::: Data provided :::

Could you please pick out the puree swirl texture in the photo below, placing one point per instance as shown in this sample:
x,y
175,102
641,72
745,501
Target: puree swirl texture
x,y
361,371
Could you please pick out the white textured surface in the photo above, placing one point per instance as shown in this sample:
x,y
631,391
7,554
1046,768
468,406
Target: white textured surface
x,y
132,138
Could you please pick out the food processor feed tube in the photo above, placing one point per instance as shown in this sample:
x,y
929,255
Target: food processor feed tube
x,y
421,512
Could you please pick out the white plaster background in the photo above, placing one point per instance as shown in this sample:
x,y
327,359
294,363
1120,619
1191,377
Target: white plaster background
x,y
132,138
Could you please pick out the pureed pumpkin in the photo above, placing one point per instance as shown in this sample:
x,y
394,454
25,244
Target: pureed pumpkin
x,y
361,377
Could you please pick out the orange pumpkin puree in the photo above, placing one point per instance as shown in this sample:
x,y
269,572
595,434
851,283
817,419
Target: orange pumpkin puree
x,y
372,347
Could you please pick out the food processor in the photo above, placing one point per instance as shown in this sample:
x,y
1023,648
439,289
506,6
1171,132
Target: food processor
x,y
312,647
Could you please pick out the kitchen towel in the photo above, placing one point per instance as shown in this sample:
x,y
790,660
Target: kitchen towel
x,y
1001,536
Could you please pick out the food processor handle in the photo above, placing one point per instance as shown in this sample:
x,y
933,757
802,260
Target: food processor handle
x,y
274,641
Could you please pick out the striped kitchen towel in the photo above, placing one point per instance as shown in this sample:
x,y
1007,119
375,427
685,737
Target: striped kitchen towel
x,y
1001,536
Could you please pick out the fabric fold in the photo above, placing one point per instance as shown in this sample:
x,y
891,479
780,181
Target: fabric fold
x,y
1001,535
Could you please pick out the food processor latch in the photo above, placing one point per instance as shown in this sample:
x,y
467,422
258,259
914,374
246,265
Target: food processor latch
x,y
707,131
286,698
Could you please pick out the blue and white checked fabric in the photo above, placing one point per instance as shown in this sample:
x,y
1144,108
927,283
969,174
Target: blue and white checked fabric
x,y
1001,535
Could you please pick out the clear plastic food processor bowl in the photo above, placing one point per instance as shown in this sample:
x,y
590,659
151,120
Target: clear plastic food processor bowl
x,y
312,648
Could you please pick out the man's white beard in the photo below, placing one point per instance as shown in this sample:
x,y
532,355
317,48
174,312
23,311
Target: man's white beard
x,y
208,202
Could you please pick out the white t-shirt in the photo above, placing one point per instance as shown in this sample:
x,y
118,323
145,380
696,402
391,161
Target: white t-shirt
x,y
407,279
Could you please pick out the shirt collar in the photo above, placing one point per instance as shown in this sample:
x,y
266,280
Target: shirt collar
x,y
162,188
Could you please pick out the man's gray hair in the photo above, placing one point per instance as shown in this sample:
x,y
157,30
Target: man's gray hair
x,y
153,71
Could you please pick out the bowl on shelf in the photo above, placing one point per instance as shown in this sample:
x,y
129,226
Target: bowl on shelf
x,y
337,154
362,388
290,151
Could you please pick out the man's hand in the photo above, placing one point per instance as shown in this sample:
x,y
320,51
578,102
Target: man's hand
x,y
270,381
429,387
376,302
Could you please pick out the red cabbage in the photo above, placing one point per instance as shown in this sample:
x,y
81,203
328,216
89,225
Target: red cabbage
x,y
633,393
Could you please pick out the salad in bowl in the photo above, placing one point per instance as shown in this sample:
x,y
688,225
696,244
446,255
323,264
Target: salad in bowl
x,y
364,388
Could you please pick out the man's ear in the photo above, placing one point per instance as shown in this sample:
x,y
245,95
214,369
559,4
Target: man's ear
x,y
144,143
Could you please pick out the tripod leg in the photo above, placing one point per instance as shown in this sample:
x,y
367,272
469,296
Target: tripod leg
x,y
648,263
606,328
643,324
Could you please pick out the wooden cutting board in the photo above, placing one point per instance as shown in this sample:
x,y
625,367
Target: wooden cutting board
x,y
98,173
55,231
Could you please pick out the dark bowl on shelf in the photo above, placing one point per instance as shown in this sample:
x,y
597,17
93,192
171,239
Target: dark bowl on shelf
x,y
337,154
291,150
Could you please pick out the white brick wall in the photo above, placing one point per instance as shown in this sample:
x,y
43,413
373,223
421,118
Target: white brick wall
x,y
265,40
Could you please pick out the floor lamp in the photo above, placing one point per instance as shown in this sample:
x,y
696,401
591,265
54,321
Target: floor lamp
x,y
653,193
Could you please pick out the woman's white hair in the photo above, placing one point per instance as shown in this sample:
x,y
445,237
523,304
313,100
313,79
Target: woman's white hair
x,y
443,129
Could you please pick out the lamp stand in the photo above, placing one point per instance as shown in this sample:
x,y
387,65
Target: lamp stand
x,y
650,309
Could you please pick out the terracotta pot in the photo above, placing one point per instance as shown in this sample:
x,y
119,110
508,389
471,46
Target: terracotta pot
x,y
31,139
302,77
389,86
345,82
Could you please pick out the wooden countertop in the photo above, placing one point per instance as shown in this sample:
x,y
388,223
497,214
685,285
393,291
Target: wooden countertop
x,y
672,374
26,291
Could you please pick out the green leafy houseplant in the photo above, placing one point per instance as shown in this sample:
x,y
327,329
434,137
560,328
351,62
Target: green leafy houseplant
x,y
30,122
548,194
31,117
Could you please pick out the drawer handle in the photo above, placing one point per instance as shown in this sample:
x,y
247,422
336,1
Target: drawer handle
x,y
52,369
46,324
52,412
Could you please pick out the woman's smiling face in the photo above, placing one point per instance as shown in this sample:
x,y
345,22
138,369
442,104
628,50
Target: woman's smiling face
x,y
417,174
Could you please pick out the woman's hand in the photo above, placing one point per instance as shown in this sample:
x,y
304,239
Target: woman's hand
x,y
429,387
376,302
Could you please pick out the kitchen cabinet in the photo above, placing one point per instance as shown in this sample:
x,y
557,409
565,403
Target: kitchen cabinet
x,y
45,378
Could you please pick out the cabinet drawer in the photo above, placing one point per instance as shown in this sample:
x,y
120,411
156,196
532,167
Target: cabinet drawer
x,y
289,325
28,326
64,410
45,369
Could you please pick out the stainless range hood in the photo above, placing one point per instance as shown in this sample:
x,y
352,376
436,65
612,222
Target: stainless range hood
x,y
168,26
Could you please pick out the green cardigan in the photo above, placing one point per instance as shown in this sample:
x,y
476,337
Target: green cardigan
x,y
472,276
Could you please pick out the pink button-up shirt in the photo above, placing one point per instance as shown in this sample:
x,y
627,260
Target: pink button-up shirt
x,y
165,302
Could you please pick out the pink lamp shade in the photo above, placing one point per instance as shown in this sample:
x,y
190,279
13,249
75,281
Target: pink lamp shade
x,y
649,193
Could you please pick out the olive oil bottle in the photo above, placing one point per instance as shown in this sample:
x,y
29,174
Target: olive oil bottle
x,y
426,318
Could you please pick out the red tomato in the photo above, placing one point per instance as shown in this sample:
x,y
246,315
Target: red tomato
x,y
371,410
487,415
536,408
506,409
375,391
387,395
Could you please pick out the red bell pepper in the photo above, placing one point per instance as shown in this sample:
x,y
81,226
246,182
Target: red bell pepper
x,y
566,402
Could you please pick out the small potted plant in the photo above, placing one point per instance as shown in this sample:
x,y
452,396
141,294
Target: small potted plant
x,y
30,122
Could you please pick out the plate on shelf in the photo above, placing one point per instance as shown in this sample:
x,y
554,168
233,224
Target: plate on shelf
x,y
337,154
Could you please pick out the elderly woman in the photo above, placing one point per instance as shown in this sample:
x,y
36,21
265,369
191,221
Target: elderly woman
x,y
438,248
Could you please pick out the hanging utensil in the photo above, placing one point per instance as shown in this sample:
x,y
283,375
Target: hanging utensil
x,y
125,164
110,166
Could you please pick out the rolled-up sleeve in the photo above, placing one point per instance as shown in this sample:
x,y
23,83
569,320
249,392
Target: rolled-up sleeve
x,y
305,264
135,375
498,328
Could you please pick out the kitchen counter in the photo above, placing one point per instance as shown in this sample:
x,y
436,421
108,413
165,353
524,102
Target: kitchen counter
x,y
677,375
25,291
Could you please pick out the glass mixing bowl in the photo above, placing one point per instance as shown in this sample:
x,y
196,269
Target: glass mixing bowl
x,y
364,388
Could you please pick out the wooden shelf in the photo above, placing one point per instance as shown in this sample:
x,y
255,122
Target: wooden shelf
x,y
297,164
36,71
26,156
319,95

:::

What you are asked to do
Find the line that contains "Could you please pick out the hanging" in the listing above. Retype it and every line after it up to the last, exactly, and nothing else.

Final result
Could you please pick out the hanging utensil in the photo above, placing one point per instance as shown in this sample:
x,y
283,375
Target: hanging utensil
x,y
125,164
110,166
Could you please pick out the rolled-up sleeve in the photo above, placing one point per instance as shown in this sample:
x,y
23,83
569,320
249,392
Target: rolled-up sleeve
x,y
305,264
135,375
498,328
Could you please pick out the kitchen counter in the photo above, placing one point per instance as shown in this sample:
x,y
436,421
108,413
165,353
524,102
Target: kitchen counter
x,y
677,375
25,291
Could you please pick out the glass mixing bowl in the photo above, placing one point per instance as shown in this sample:
x,y
196,269
Target: glass mixing bowl
x,y
364,388
Could you please pick out the wooden shelf in the photo above, placing one point per instance as shown in this sample:
x,y
255,122
Target: wooden shelf
x,y
297,164
36,71
26,156
319,95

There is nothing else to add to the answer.